*Problem statement*
Reproduce exactly the lines from the one containing "Indicate the bee leg" through the last line of the records below, both included. Leave out any pictures.

*Material to process*
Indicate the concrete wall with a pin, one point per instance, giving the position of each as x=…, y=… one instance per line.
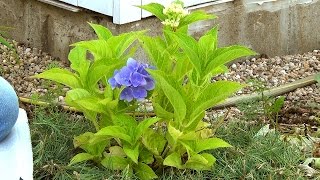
x=272, y=28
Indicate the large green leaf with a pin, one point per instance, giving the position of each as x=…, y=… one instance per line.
x=115, y=162
x=153, y=141
x=92, y=104
x=200, y=162
x=189, y=46
x=101, y=31
x=76, y=94
x=172, y=94
x=210, y=143
x=144, y=172
x=4, y=42
x=61, y=76
x=155, y=48
x=132, y=152
x=155, y=9
x=225, y=55
x=99, y=69
x=194, y=17
x=99, y=48
x=115, y=132
x=80, y=158
x=92, y=146
x=173, y=160
x=161, y=112
x=79, y=62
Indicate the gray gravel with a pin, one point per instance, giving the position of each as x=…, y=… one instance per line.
x=271, y=72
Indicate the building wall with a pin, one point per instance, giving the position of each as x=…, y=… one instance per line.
x=268, y=27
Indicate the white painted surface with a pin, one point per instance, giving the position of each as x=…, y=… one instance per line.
x=16, y=151
x=100, y=6
x=124, y=11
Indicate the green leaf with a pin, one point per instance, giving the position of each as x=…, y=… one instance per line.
x=143, y=126
x=225, y=55
x=219, y=70
x=101, y=31
x=115, y=162
x=317, y=78
x=116, y=151
x=144, y=172
x=115, y=132
x=61, y=76
x=173, y=160
x=99, y=48
x=79, y=62
x=92, y=104
x=132, y=152
x=277, y=105
x=172, y=94
x=211, y=95
x=98, y=70
x=4, y=42
x=76, y=94
x=80, y=158
x=194, y=17
x=200, y=162
x=189, y=46
x=121, y=43
x=155, y=9
x=207, y=44
x=211, y=143
x=155, y=48
x=153, y=141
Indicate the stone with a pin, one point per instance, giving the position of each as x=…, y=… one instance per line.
x=9, y=108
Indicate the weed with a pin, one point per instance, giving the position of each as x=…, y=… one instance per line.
x=266, y=157
x=53, y=64
x=265, y=108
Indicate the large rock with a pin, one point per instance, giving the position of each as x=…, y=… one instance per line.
x=9, y=108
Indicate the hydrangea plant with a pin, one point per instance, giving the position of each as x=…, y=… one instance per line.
x=136, y=80
x=178, y=83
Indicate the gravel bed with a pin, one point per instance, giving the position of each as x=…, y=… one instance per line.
x=271, y=72
x=301, y=105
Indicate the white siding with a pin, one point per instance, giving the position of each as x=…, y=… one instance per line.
x=73, y=2
x=124, y=11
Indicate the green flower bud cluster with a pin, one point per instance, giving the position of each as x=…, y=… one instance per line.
x=174, y=12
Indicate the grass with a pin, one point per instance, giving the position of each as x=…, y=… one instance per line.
x=265, y=157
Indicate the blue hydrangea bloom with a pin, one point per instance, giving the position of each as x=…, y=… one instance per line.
x=136, y=80
x=9, y=108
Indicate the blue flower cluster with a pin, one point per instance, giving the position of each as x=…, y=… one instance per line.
x=136, y=80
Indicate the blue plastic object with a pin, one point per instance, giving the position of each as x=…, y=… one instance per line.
x=9, y=108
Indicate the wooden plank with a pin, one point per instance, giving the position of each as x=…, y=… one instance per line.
x=61, y=5
x=144, y=2
x=124, y=11
x=100, y=6
x=73, y=2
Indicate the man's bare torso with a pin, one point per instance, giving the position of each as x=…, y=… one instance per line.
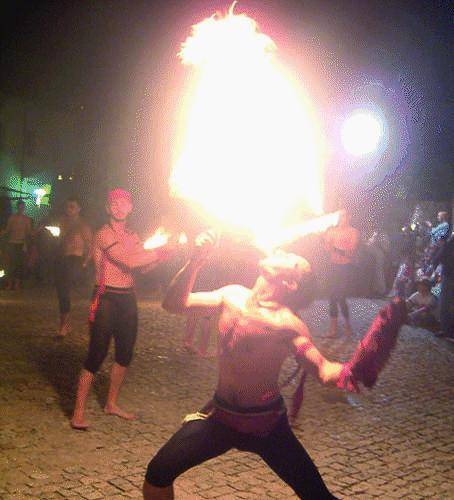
x=253, y=341
x=108, y=272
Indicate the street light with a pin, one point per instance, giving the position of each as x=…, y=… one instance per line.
x=362, y=132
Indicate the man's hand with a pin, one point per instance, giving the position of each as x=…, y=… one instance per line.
x=346, y=380
x=204, y=245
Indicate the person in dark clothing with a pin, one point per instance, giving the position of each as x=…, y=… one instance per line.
x=445, y=257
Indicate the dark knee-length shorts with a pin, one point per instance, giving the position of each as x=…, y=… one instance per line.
x=116, y=316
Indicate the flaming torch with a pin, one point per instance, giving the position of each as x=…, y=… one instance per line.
x=54, y=231
x=161, y=237
x=249, y=149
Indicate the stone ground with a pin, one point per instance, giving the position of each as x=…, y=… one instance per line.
x=393, y=442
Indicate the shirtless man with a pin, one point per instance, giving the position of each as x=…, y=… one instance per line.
x=117, y=253
x=74, y=252
x=18, y=229
x=258, y=330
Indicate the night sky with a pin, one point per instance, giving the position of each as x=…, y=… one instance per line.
x=118, y=60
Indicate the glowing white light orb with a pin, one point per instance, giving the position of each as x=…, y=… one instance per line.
x=361, y=133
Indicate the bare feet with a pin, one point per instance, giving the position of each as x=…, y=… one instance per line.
x=79, y=424
x=190, y=348
x=118, y=412
x=64, y=329
x=206, y=355
x=348, y=330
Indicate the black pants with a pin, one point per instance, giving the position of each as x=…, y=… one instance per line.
x=16, y=257
x=68, y=271
x=201, y=440
x=115, y=317
x=341, y=284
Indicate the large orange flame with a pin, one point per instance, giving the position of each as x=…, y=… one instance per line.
x=249, y=146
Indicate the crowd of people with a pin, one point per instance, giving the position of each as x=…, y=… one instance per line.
x=258, y=328
x=424, y=275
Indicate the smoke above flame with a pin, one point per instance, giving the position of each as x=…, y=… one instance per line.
x=248, y=148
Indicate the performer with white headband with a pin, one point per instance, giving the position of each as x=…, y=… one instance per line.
x=113, y=311
x=258, y=330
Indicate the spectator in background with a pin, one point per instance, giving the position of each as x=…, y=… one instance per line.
x=445, y=257
x=18, y=230
x=441, y=231
x=403, y=282
x=422, y=305
x=341, y=243
x=73, y=254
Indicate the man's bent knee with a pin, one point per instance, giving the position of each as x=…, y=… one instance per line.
x=151, y=492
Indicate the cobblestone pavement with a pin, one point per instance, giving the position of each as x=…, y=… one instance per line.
x=393, y=442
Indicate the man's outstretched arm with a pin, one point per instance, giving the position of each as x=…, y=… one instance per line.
x=179, y=298
x=327, y=372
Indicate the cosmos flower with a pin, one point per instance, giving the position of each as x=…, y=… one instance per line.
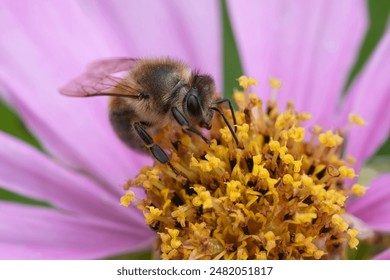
x=83, y=165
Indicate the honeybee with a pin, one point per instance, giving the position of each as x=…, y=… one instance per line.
x=148, y=94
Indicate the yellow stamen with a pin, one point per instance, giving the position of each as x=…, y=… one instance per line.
x=279, y=194
x=246, y=82
x=353, y=118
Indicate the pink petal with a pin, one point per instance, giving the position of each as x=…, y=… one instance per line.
x=374, y=207
x=369, y=97
x=385, y=255
x=28, y=172
x=309, y=45
x=45, y=44
x=37, y=233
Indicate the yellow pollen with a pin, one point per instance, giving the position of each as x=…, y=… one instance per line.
x=353, y=118
x=246, y=82
x=353, y=241
x=127, y=198
x=330, y=139
x=358, y=189
x=279, y=194
x=339, y=222
x=347, y=172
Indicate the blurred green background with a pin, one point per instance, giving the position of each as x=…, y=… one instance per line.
x=379, y=17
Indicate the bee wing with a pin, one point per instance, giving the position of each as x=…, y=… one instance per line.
x=99, y=79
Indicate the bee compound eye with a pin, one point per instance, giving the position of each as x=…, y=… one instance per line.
x=193, y=105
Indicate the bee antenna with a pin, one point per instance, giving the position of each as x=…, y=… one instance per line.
x=227, y=123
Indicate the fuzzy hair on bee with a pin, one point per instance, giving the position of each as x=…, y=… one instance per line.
x=148, y=94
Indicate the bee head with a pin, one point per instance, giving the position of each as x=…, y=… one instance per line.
x=198, y=101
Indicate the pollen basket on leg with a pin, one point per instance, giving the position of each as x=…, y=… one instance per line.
x=275, y=195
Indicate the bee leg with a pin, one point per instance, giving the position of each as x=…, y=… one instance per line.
x=157, y=152
x=179, y=117
x=223, y=100
x=227, y=123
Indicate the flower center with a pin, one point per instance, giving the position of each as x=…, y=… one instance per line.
x=280, y=194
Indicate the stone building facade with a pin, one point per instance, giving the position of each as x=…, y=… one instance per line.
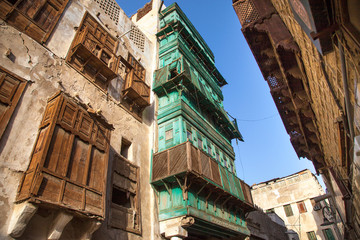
x=309, y=53
x=78, y=128
x=77, y=121
x=292, y=198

*Response to the exercise*
Indicate the bee leg with a pin, one point per instance, giving the position of each as x=…, y=… one instance per line.
x=157, y=152
x=179, y=117
x=223, y=100
x=227, y=123
Indicate the flower center with a pin, one point per instance, giving the position of each as x=…, y=… one instance per line.
x=280, y=194
Indicate the stone building facade with a pin, one point per instance, giving the position of each as x=…, y=… one instance per line.
x=309, y=53
x=78, y=128
x=77, y=121
x=292, y=198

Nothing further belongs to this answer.